* BEGIN *
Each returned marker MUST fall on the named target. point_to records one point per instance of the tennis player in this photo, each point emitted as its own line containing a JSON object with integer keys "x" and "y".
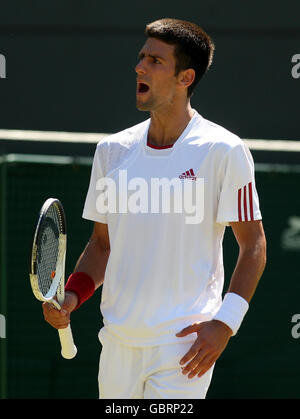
{"x": 159, "y": 256}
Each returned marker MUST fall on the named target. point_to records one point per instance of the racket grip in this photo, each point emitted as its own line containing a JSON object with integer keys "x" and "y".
{"x": 68, "y": 348}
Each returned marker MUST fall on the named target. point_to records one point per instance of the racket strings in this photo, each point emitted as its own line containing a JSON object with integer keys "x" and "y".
{"x": 48, "y": 250}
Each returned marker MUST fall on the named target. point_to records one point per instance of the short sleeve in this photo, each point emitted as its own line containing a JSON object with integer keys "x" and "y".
{"x": 91, "y": 209}
{"x": 238, "y": 199}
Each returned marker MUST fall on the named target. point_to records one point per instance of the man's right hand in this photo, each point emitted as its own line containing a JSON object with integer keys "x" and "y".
{"x": 60, "y": 319}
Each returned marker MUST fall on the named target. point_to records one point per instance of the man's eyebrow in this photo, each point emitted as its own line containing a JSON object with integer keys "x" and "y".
{"x": 143, "y": 54}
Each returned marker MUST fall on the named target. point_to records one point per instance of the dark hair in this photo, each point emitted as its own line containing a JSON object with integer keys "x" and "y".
{"x": 193, "y": 47}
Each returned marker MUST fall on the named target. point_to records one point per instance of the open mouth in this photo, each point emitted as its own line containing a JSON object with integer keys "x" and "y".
{"x": 142, "y": 88}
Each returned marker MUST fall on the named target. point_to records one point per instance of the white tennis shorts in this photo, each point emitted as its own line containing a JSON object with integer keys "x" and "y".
{"x": 147, "y": 372}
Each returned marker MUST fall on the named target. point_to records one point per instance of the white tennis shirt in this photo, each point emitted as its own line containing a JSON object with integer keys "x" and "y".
{"x": 166, "y": 211}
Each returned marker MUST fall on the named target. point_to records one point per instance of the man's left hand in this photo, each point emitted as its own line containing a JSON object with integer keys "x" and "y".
{"x": 212, "y": 339}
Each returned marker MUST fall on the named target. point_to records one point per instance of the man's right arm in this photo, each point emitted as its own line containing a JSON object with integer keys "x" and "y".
{"x": 92, "y": 261}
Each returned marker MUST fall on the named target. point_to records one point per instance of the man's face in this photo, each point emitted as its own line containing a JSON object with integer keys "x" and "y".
{"x": 156, "y": 80}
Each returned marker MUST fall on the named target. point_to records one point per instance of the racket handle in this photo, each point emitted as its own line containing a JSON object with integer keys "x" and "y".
{"x": 68, "y": 348}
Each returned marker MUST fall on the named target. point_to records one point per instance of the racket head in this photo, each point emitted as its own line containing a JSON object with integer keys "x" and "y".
{"x": 47, "y": 261}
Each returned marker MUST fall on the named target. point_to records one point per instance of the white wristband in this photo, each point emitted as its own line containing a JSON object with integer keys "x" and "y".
{"x": 232, "y": 311}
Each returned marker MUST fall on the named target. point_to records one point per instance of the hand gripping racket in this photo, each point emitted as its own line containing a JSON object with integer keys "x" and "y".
{"x": 47, "y": 267}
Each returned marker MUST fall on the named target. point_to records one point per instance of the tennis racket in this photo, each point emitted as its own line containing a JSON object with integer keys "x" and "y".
{"x": 47, "y": 267}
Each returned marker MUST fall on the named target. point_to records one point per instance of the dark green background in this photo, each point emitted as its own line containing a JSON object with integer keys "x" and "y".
{"x": 260, "y": 362}
{"x": 70, "y": 64}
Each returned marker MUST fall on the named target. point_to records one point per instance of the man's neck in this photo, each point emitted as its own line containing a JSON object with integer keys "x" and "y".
{"x": 167, "y": 126}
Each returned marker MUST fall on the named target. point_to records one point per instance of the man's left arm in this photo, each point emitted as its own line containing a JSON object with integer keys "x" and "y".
{"x": 214, "y": 335}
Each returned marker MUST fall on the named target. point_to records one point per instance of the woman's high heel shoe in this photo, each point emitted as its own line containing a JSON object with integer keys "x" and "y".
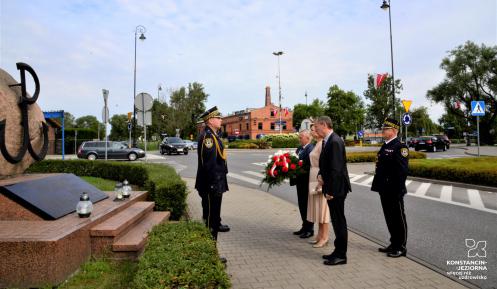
{"x": 320, "y": 245}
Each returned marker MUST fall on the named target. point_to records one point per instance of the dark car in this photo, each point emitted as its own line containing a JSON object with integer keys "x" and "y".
{"x": 445, "y": 139}
{"x": 93, "y": 150}
{"x": 430, "y": 144}
{"x": 171, "y": 145}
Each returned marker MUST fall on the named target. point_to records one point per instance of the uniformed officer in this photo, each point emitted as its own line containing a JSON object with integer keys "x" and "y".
{"x": 390, "y": 182}
{"x": 211, "y": 180}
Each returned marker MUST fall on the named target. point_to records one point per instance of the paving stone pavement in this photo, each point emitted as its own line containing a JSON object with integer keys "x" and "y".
{"x": 263, "y": 253}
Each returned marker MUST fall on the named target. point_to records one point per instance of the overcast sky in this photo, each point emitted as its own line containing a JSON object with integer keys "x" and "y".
{"x": 79, "y": 47}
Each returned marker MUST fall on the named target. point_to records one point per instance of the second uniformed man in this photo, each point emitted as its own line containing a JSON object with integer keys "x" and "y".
{"x": 212, "y": 169}
{"x": 390, "y": 182}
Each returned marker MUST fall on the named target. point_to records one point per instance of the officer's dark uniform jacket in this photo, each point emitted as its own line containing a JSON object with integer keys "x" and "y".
{"x": 212, "y": 167}
{"x": 391, "y": 169}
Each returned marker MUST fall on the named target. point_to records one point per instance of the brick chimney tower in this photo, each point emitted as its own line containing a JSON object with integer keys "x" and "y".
{"x": 268, "y": 96}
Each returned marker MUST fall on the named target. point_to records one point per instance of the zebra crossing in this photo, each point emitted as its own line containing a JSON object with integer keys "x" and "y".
{"x": 470, "y": 198}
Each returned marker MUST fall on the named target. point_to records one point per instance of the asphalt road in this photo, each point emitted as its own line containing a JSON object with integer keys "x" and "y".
{"x": 438, "y": 227}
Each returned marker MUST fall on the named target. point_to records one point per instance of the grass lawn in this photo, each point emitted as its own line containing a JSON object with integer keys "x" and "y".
{"x": 103, "y": 274}
{"x": 101, "y": 184}
{"x": 482, "y": 163}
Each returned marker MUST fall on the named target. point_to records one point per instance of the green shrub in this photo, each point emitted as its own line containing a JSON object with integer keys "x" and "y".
{"x": 478, "y": 171}
{"x": 249, "y": 144}
{"x": 283, "y": 140}
{"x": 180, "y": 255}
{"x": 164, "y": 185}
{"x": 360, "y": 157}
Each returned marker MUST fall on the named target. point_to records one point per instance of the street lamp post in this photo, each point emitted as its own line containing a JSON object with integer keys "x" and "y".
{"x": 138, "y": 30}
{"x": 387, "y": 6}
{"x": 278, "y": 54}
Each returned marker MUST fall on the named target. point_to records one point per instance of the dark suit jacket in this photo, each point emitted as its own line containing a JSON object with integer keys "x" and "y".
{"x": 333, "y": 168}
{"x": 303, "y": 154}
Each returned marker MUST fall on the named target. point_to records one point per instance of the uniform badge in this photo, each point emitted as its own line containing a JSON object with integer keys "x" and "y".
{"x": 208, "y": 142}
{"x": 404, "y": 152}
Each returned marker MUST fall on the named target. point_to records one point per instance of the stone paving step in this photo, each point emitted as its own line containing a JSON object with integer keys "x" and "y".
{"x": 135, "y": 239}
{"x": 120, "y": 222}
* END *
_STATED PROBLEM_:
Keep the pictures out and write out the records exactly.

_CORRECT RESULT_:
Each returned marker MUST fall on the named target. point_to records one point per instance of the tennis player in this photo, each point emitted as its own line containing a JSON object with integer keys "x" and "y".
{"x": 159, "y": 256}
Each returned marker MUST fall on the named target. point_to records one point per instance of the racket grip in this photo, each point emitted as its own line containing a JSON object with integer keys "x" and "y".
{"x": 68, "y": 348}
Each returned marker MUST fall on the named target. point_to records one point per instance of the racket strings in this photo, each point emitted as its own line containing a JSON object with integer keys "x" and "y".
{"x": 48, "y": 250}
Each returned marker MUST fall on the named target. point_to records one point per instance of the short sleeve in this photo, each point emitted as its own line containing a JSON object with integer keys "x" and "y".
{"x": 91, "y": 209}
{"x": 238, "y": 199}
Each returned marker MUST fall on the named target. point_to records one point per instance of the man's right hand in this photo, each point emitted as its own line containing a JSON object with integer keys "x" and "y".
{"x": 60, "y": 319}
Each returned marker MUST fall on the named target. point_to records one point per instance of the man's eyebrow in this photo, each point emitted as its own line containing a JSON object with integer keys "x" and "y".
{"x": 143, "y": 54}
Each returned marker MUST fall on the named target. point_to records one point per instance of the dark hair in this photo, each point emitted as its own line containing a JSON object with integer keys "x" and "y".
{"x": 193, "y": 47}
Each returned marker MUST fall on the named target. point_to records one point per instance of the open mouth in this photo, each point emitted as its own line containing a JSON object with integer keys "x" and "y".
{"x": 142, "y": 88}
Each returned marker MUST fall on the named target. point_to records one point per instance of the white tennis shorts in this photo, each point emitted as its own line containing a JSON object with integer keys "x" and "y".
{"x": 147, "y": 372}
Each returned marker MUST fall on the named target. point_to records one point per instance of the white tennis shirt in this photo, each point emitted as its own line containing a JSON object with integer keys "x" and "y".
{"x": 166, "y": 211}
Each returned marker MUST fall on the named target. point_to records one point per instance of the man's left hand in this photo, each point emitted as its own line containing a JSON object with integer keys "x" and "y".
{"x": 212, "y": 339}
Each returned marker MUST fall on the named target. point_to records one point per instance of the man's right arm in this photo, each point emitted as its own line containing a JSON object with integer keys "x" and "y".
{"x": 92, "y": 261}
Each returned marker MUST fall on the named target. point_to records one point per instance of the man's face in this photo, each point emitted as its own line containing a JSON object with integer keys "x" and "y".
{"x": 156, "y": 80}
Each returned marker MUST fall on the named target. point_to records one point per instance of the racket handle in this photo, each point emitted as its own line containing a JSON object with integer keys "x" and "y".
{"x": 68, "y": 348}
Each returned marker MUST fall on the named target. point_to records one point per instance of the racket head in this photo, each point emitted as its own line containing a JSON object with integer keys "x" and "y".
{"x": 47, "y": 261}
Each returned marker MUST fall on the named target. point_to records one point per instance of the white wristband in this photo, each point emitted as its own line containing a JSON object with integer keys "x" and "y".
{"x": 232, "y": 311}
Each returned marker MUST fall on the named target. point_to records one point per instance of the hand gripping racket in this photo, each point emitted as its own line containing a JSON object with integer keys "x" and "y".
{"x": 47, "y": 267}
Each returned marker MUST fall on the named target. point_to records one point per instance of the tennis racket in this photo, each point emitted as its own line containing a JSON object with integer keys "x" and "y".
{"x": 47, "y": 267}
Each returned marker MUST fall on the named target. point_to records one point per instance of the dark green background in this photo, each point emitted as its own line containing a JSON object with integer keys "x" and "y".
{"x": 260, "y": 362}
{"x": 70, "y": 64}
Each returned marker MUST fall on the named target. point_to records one point per instance of the man's neck in this photo, each point emitted as its own line containing a JSON object with integer keys "x" and "y".
{"x": 167, "y": 126}
Each returned marker MUST fall on the named target. point_to records one point per instance of the man's left arm in this photo, each point emitted as its own line containing a JSON object with integer keys "x" and "y".
{"x": 214, "y": 335}
Each returned marker MUST fall on the named target. point_to records one point per instance of the woman's high heel shoe in this photo, each point emitted as its own line containing a JSON object with integer keys "x" and "y".
{"x": 320, "y": 245}
Each returned marker MUST fall on the named target. point_to records one point per instance of the dark car in this photo, each point emitted as its own line containing a JSON object with integer keys "x" and "y".
{"x": 445, "y": 139}
{"x": 93, "y": 150}
{"x": 430, "y": 144}
{"x": 171, "y": 145}
Each returned marker MUST fall on the named target. point_to records one point per instance of the uniformed officer in this photo, each point emitted as its own line containing a JSON object with integer keys "x" and "y".
{"x": 390, "y": 182}
{"x": 211, "y": 180}
Each returned marker MUST fall on the named target. point_to records one point per instance of the paving stone pavement in this photo, each point emitted as its own line containing a JSON object with integer keys "x" and "y".
{"x": 263, "y": 253}
Each returned marker MUST fall on the named target. point_to records one point per instance of the overcast sky in this photo, each point emitted as its own line containing a JSON object with integer keys "x" and "y".
{"x": 79, "y": 47}
Each returned marker MUST fall on the named target. point_to records one point per instance of the second uniformed man in this photo, each point emitted as its own line containing a JSON object with integer keys "x" and "y".
{"x": 212, "y": 169}
{"x": 390, "y": 182}
Each returned marker MUST fall on the named target. point_to records one point per instance of the officer's dark uniform jacket in this photo, each point emitted as its own line containing a JSON object with integer keys "x" and "y".
{"x": 212, "y": 167}
{"x": 391, "y": 169}
Each returned marker MUST fall on the named target. point_to records one point per instance of the brick chimney tower in this photo, each point emitted as its own line containing a JSON object with integer keys "x" and "y".
{"x": 268, "y": 96}
Each returned marker MUST fall on the named target. point_to records one point per instance of the zebra crossing in this photo, each point emitted as its own line containing a JSON object with integer keys "x" and "y".
{"x": 470, "y": 198}
Each returned marker MUST fall on the named target. point_to records one point per instance of the asphalt road in this photo, each point emitted as its own line containing a JSON object with integer keys "x" and "y".
{"x": 438, "y": 227}
Each returned marker MUST fall on the named target. point_to records one point per instance of the grass lawn in this photo, each point emitted as its own line containing a JSON object with integer keys "x" and "y".
{"x": 103, "y": 274}
{"x": 101, "y": 184}
{"x": 482, "y": 163}
Each returned marker MUST fall on the named target. point_to records one point per instance of the green shrub in this photo, each point emitted as its own line containing a JSON object with integer keys "x" and "y".
{"x": 478, "y": 171}
{"x": 249, "y": 144}
{"x": 283, "y": 140}
{"x": 180, "y": 255}
{"x": 164, "y": 185}
{"x": 360, "y": 157}
Each returned marker MUST fall on the named target. point_to records one point per instance of the street lamp post in this photo, each point emitted as its own line containing a JSON object with integer keys "x" and "y".
{"x": 138, "y": 30}
{"x": 387, "y": 6}
{"x": 278, "y": 54}
Each returned marker MUST fall on the named target. point_to records one point per instance of the dark suit jacket in this photo, each point emitted as its own line containing a JSON object with integer keys "x" and "y".
{"x": 333, "y": 168}
{"x": 303, "y": 154}
Each returned marker MUST fall on the named target. point_to records one point per instance of the uniform badge in this photo, each point emitted as its own line containing a JSON object with integer keys "x" and "y".
{"x": 208, "y": 142}
{"x": 404, "y": 152}
Each returned marker MUST fall on the named target. point_to records one point per instance of the stone paving step in this photo, each point emitted as its own line containing a JSON object with integer keys "x" and "y".
{"x": 135, "y": 239}
{"x": 120, "y": 222}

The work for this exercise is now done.